- Supplied passage
Ross Langdon

Ross Langdon died alongside his partner Elif Yavuz, at the Nairobi Westgate Shopping Mall attack on 21 September 2013.

Ross had traveled extensively and worked for a variety of established and well-known architects, including; Sam Marshall, Drew Heath in Australia, Zaha Hadid, John McAslan and David Adjaye in England and numerous collaborations in Europe. Ross has been the recipient of numerous awards and scholarships including a British Council Scholarship that enabled him to travel to England to pursue his career and a University of Sydney Young Alumni Award.

Ross had worked extensively in East Africa from 2010 until his untimely death on 21 September 2013 along with his partner Elif Yavuz and their baby girl. A Harvard graduate, Elif had completed her PhD research on malaria in Eastern Africa and was working at the Clinton Health Access Initiative in Tanzania. Ross had been based across Tanzania, Uganda, Rwanda and Kenya. He was working on projects ranging from low budget school renovations, eco tourism ventures, community development initiatives and residential homes.

- Extracted records

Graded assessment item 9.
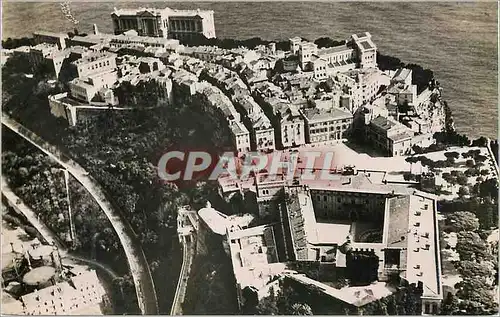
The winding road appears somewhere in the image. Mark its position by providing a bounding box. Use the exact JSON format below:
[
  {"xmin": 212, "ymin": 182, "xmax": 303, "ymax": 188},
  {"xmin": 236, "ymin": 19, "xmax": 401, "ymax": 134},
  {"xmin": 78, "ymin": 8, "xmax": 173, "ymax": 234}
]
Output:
[
  {"xmin": 2, "ymin": 113, "xmax": 159, "ymax": 315},
  {"xmin": 170, "ymin": 237, "xmax": 192, "ymax": 316}
]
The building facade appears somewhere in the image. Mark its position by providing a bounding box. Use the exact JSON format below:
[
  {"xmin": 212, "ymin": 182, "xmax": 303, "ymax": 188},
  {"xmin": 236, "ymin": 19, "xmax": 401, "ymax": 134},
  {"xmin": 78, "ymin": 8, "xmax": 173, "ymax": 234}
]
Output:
[{"xmin": 111, "ymin": 7, "xmax": 215, "ymax": 40}]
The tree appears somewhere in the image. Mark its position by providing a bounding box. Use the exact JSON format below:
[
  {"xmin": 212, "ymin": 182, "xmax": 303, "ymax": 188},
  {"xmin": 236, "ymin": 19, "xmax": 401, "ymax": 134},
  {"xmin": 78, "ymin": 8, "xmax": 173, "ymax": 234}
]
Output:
[
  {"xmin": 458, "ymin": 186, "xmax": 469, "ymax": 197},
  {"xmin": 444, "ymin": 151, "xmax": 460, "ymax": 159},
  {"xmin": 457, "ymin": 260, "xmax": 495, "ymax": 278},
  {"xmin": 457, "ymin": 174, "xmax": 467, "ymax": 186},
  {"xmin": 465, "ymin": 160, "xmax": 474, "ymax": 167},
  {"xmin": 256, "ymin": 297, "xmax": 279, "ymax": 315},
  {"xmin": 446, "ymin": 211, "xmax": 479, "ymax": 232},
  {"xmin": 439, "ymin": 292, "xmax": 459, "ymax": 315},
  {"xmin": 290, "ymin": 303, "xmax": 313, "ymax": 316},
  {"xmin": 456, "ymin": 231, "xmax": 491, "ymax": 261},
  {"xmin": 455, "ymin": 277, "xmax": 495, "ymax": 309}
]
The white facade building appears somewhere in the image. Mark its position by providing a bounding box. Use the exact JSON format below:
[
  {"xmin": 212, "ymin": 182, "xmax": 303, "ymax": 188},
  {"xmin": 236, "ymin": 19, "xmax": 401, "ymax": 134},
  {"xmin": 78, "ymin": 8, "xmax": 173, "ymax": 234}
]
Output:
[{"xmin": 111, "ymin": 7, "xmax": 215, "ymax": 40}]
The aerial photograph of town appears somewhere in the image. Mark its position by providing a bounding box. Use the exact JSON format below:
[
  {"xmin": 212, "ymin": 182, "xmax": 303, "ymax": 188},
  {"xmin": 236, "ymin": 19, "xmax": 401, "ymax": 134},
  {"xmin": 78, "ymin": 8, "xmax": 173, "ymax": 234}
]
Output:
[{"xmin": 1, "ymin": 1, "xmax": 500, "ymax": 315}]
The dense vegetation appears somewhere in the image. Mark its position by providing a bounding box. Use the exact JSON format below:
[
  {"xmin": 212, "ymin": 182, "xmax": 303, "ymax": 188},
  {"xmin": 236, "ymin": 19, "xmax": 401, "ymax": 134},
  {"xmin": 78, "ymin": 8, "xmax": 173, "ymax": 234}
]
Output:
[
  {"xmin": 2, "ymin": 34, "xmax": 498, "ymax": 314},
  {"xmin": 2, "ymin": 51, "xmax": 234, "ymax": 313}
]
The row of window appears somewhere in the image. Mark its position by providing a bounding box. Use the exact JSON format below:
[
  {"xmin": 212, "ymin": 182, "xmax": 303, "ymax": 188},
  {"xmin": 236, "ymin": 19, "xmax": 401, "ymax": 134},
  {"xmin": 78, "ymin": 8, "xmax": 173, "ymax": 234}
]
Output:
[{"xmin": 309, "ymin": 124, "xmax": 347, "ymax": 134}]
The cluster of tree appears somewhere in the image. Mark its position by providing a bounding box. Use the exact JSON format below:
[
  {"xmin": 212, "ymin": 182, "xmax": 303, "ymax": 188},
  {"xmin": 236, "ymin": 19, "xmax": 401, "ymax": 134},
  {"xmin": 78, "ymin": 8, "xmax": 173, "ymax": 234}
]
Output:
[
  {"xmin": 440, "ymin": 226, "xmax": 498, "ymax": 315},
  {"xmin": 490, "ymin": 140, "xmax": 498, "ymax": 165},
  {"xmin": 2, "ymin": 129, "xmax": 69, "ymax": 241},
  {"xmin": 405, "ymin": 154, "xmax": 455, "ymax": 169},
  {"xmin": 2, "ymin": 206, "xmax": 44, "ymax": 241},
  {"xmin": 456, "ymin": 231, "xmax": 492, "ymax": 261},
  {"xmin": 377, "ymin": 52, "xmax": 434, "ymax": 93},
  {"xmin": 183, "ymin": 232, "xmax": 238, "ymax": 315},
  {"xmin": 445, "ymin": 211, "xmax": 479, "ymax": 232},
  {"xmin": 68, "ymin": 176, "xmax": 128, "ymax": 275},
  {"xmin": 346, "ymin": 251, "xmax": 379, "ymax": 286},
  {"xmin": 2, "ymin": 49, "xmax": 236, "ymax": 313},
  {"xmin": 180, "ymin": 35, "xmax": 290, "ymax": 51},
  {"xmin": 111, "ymin": 274, "xmax": 141, "ymax": 315},
  {"xmin": 441, "ymin": 170, "xmax": 468, "ymax": 186},
  {"xmin": 439, "ymin": 196, "xmax": 498, "ymax": 230}
]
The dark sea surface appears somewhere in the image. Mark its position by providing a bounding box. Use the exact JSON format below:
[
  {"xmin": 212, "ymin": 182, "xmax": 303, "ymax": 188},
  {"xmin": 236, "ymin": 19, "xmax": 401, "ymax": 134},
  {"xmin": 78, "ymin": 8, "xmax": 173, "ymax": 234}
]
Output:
[{"xmin": 2, "ymin": 1, "xmax": 498, "ymax": 138}]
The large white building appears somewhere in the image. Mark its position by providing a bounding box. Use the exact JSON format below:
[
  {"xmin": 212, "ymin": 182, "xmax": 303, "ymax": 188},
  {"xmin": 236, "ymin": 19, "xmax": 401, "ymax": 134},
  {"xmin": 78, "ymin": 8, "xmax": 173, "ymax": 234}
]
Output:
[
  {"xmin": 290, "ymin": 32, "xmax": 377, "ymax": 76},
  {"xmin": 111, "ymin": 7, "xmax": 215, "ymax": 40}
]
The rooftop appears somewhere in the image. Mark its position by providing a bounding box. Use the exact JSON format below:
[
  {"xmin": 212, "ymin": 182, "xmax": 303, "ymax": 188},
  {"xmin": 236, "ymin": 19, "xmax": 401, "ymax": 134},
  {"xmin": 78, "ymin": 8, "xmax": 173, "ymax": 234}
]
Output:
[{"xmin": 302, "ymin": 107, "xmax": 352, "ymax": 123}]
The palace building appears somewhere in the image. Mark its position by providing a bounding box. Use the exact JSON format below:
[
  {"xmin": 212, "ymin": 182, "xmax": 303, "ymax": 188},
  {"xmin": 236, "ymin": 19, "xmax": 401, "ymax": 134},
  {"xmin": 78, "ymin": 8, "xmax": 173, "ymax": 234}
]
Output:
[{"xmin": 111, "ymin": 7, "xmax": 215, "ymax": 40}]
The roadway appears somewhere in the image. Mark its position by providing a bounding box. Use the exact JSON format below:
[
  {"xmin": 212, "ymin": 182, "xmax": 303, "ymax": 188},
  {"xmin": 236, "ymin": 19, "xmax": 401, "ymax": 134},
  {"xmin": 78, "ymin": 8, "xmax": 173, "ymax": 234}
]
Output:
[
  {"xmin": 2, "ymin": 113, "xmax": 159, "ymax": 315},
  {"xmin": 170, "ymin": 237, "xmax": 192, "ymax": 316}
]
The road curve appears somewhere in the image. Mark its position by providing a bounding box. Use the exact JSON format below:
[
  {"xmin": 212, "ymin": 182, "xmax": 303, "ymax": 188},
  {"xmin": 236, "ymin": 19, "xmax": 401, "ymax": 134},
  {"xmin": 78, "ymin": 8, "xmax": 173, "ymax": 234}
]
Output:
[
  {"xmin": 170, "ymin": 237, "xmax": 191, "ymax": 316},
  {"xmin": 2, "ymin": 113, "xmax": 159, "ymax": 315}
]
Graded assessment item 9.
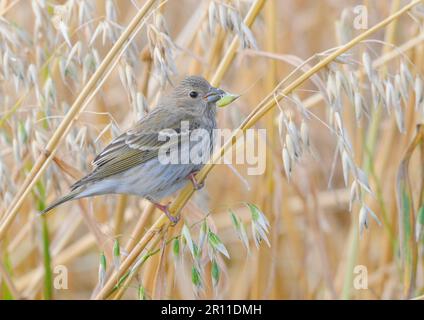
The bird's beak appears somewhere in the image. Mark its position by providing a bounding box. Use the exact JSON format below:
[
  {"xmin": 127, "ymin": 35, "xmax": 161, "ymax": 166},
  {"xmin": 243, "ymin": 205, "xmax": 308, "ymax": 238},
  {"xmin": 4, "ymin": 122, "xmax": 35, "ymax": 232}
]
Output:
[{"xmin": 204, "ymin": 87, "xmax": 239, "ymax": 107}]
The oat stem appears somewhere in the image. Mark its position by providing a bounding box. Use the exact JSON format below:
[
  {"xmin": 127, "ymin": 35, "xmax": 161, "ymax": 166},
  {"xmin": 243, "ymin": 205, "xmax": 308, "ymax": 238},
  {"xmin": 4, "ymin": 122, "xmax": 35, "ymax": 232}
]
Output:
[
  {"xmin": 0, "ymin": 0, "xmax": 155, "ymax": 240},
  {"xmin": 96, "ymin": 0, "xmax": 423, "ymax": 299}
]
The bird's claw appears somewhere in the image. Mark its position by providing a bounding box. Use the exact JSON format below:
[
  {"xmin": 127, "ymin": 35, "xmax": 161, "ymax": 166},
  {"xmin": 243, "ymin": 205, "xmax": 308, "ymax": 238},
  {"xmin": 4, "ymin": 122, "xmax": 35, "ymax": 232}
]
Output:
[
  {"xmin": 187, "ymin": 171, "xmax": 205, "ymax": 191},
  {"xmin": 153, "ymin": 202, "xmax": 180, "ymax": 225}
]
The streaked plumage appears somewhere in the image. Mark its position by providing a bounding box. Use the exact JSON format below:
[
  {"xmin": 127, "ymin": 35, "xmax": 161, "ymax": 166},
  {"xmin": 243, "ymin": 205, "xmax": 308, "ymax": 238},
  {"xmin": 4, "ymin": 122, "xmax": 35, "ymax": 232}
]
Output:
[{"xmin": 43, "ymin": 76, "xmax": 229, "ymax": 221}]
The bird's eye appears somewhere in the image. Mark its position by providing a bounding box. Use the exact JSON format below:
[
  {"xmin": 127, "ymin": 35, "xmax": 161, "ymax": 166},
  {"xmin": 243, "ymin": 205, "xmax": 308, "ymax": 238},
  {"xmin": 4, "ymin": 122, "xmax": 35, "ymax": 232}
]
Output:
[{"xmin": 190, "ymin": 91, "xmax": 199, "ymax": 99}]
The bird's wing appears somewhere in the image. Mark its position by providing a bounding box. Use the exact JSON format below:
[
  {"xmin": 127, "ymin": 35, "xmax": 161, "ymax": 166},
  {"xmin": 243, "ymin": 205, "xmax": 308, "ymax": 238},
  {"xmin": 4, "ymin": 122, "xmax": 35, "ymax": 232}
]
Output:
[{"xmin": 71, "ymin": 108, "xmax": 199, "ymax": 190}]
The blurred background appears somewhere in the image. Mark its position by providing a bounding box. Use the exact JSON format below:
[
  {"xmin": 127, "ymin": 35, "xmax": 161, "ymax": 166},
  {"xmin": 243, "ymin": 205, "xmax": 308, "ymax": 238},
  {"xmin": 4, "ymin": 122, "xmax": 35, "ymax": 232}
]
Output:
[{"xmin": 0, "ymin": 0, "xmax": 424, "ymax": 299}]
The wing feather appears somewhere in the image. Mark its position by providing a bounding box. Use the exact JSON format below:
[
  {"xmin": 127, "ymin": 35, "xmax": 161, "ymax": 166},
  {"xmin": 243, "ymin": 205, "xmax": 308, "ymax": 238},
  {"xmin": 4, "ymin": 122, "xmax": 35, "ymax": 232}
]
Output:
[{"xmin": 71, "ymin": 108, "xmax": 199, "ymax": 190}]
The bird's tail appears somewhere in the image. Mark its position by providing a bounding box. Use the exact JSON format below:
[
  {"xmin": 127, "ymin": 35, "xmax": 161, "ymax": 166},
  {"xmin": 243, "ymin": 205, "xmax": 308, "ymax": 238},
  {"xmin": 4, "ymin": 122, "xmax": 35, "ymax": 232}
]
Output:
[{"xmin": 40, "ymin": 189, "xmax": 80, "ymax": 214}]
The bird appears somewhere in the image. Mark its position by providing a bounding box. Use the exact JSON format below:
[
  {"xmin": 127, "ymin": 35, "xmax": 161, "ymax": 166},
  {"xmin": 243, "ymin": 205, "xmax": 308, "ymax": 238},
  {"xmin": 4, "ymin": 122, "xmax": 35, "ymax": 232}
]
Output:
[{"xmin": 41, "ymin": 76, "xmax": 232, "ymax": 224}]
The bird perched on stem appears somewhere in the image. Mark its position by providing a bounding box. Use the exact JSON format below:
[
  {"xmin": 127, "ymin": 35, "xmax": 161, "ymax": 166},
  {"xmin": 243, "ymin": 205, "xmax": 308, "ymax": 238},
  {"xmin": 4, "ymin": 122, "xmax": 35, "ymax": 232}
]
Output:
[{"xmin": 41, "ymin": 76, "xmax": 238, "ymax": 223}]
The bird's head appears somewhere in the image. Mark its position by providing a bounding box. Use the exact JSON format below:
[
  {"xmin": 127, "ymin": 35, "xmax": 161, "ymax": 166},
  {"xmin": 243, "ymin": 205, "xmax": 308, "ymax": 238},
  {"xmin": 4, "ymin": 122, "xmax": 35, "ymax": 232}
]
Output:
[{"xmin": 172, "ymin": 76, "xmax": 238, "ymax": 108}]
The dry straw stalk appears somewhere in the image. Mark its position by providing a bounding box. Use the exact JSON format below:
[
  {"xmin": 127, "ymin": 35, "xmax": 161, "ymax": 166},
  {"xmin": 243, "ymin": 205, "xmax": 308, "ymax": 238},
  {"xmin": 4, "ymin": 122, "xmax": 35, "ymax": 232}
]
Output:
[{"xmin": 95, "ymin": 0, "xmax": 423, "ymax": 299}]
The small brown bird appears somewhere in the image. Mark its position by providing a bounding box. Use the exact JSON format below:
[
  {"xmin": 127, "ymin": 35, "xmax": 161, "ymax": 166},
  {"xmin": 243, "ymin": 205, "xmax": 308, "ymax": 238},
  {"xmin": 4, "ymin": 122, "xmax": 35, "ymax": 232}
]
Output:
[{"xmin": 42, "ymin": 76, "xmax": 236, "ymax": 223}]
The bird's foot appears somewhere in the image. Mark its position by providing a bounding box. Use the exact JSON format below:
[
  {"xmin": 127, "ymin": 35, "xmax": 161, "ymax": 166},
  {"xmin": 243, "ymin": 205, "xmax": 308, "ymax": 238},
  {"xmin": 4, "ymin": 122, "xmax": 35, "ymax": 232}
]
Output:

- Task set
A. Answer these from the Ross Langdon passage:
(i) Which scholarship let Ross travel to England to pursue his career?
(ii) Where was Elif Yavuz working?
(iii) In which countries had Ross been based?
B. Go on with the Ross Langdon passage from the point where it stops.
The records aren't needed for any of this.

- Answers for each item
A.
(i) A British Council Scholarship
(ii) At the Clinton Health Access Initiative in Tanzania
(iii) Tanzania, Uganda, Rwanda and Kenya

B.
Ross had focused his buildings on unconventional sustainable design solutions, with a focus on developing new models for ecologically and socially sustainable development in environmentally sensitive locations.

His range of experience was extensive, from urban planning, remote locations, eco-tourism, institutional and residential architecture, interiors, research, teaching and speculative proposals. Ross had provided a depth of expertise in dealing with the multiple scales of architecture and design that was inspirational to a large audience and he had gained the respect within his profession for his enthusiastic engagement and infectious energy.

Ross recognised collaboration as an essential criteria for innovation, as both a strategy of organisation in the creative process, but also with clients, consultants and the broader community where projects are based; collaboration was viewed as essential for the delivery of successful projects and he had developed relationships with a diverse community of like minded professionals within the building and design industry throughout Australia, Africa and Europe as well as America. He was acutely aware of the need to integrate local knowledge and skills for each site he worked on, developing local relationships was crucial to his ethos.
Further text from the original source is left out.